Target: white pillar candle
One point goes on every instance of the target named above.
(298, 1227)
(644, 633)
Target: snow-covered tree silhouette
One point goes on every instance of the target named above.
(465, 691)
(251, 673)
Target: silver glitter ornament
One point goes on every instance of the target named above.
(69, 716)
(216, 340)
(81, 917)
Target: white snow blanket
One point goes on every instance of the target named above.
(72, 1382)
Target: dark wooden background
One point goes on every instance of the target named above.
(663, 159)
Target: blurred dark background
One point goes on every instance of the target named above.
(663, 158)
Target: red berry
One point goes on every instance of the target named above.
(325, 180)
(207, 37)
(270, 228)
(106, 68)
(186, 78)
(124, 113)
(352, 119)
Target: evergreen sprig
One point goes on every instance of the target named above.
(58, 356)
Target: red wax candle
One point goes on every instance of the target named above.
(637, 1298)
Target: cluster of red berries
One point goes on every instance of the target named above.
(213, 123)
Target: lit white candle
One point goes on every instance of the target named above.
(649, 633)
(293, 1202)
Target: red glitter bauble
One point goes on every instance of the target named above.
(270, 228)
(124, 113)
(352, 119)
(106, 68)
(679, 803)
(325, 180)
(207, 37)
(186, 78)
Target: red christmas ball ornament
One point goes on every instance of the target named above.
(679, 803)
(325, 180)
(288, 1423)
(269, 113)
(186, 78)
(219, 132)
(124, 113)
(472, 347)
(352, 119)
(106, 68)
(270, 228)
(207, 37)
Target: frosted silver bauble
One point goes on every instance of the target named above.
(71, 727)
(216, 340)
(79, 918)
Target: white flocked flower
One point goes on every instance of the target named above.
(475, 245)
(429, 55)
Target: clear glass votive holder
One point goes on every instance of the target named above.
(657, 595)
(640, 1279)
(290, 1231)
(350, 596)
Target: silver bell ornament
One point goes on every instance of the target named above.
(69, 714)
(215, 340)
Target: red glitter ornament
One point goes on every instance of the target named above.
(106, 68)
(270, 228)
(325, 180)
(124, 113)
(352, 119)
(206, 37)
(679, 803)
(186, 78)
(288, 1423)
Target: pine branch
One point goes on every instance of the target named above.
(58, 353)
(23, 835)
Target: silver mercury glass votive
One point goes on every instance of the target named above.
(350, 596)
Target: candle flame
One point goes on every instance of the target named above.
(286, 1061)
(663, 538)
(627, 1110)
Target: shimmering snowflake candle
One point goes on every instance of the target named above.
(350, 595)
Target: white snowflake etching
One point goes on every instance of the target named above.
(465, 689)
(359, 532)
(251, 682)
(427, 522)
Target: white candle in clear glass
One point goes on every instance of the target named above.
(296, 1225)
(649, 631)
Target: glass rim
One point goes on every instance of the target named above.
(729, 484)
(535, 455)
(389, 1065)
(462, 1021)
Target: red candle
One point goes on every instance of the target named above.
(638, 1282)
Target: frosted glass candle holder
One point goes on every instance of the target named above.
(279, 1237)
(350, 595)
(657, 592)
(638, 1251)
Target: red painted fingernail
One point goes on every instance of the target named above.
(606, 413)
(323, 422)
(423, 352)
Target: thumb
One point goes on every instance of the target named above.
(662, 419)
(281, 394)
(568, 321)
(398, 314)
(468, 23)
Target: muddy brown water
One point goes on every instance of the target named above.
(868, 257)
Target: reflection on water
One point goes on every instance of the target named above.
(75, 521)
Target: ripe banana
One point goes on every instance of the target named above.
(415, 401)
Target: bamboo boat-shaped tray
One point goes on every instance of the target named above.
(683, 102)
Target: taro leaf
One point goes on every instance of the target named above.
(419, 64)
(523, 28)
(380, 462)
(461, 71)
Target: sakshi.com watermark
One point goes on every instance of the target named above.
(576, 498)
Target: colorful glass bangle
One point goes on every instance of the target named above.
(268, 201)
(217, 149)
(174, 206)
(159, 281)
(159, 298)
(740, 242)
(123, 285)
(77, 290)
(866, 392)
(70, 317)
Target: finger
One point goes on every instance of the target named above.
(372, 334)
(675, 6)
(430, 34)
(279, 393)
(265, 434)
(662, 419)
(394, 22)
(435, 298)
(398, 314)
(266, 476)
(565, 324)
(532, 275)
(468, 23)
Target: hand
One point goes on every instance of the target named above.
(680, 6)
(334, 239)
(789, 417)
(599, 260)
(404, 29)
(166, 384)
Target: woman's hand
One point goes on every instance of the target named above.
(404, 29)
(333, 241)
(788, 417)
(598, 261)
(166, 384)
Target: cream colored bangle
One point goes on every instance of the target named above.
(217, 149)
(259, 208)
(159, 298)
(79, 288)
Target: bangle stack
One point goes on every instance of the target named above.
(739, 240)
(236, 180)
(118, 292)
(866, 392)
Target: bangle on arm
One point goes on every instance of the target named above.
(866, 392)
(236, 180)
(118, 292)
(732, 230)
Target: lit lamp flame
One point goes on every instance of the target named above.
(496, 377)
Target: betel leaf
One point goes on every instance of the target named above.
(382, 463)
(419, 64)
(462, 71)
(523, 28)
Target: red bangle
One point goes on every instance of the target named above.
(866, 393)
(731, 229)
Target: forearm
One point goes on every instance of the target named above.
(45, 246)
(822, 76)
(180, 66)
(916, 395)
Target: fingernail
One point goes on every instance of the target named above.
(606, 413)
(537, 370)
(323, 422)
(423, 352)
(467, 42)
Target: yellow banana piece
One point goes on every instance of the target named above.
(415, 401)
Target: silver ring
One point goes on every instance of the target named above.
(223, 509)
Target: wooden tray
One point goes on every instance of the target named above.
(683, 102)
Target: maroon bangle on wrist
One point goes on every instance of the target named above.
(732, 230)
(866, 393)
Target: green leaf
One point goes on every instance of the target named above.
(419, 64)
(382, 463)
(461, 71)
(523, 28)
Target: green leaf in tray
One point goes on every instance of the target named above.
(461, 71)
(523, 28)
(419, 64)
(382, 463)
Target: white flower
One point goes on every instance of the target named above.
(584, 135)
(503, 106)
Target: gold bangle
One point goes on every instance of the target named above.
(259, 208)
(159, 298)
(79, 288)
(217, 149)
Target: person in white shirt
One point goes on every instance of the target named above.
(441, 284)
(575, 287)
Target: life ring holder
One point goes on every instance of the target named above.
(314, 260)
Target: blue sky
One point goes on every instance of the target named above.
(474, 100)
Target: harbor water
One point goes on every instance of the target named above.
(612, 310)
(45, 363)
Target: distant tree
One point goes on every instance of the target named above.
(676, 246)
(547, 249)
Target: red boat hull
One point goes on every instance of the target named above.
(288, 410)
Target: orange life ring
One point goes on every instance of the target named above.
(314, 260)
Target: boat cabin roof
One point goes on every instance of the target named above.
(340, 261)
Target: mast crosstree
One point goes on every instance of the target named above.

····················

Write out the items word for word, from the line containing "Target: distant tree" through the end of the items, both ends included.

## Exercise solution
Target: distant tree
One point goes on every instance of the target named above.
(676, 246)
(547, 249)
Target: red boat hull
One point goes on every instance of the target named above.
(288, 410)
Target: orange life ring
One point goes on every instance of the target named above.
(314, 260)
Target: boat cabin roof
One point goes on every instance of the target named above.
(340, 261)
Target: mast crosstree
One point goes on every instance of the target named above.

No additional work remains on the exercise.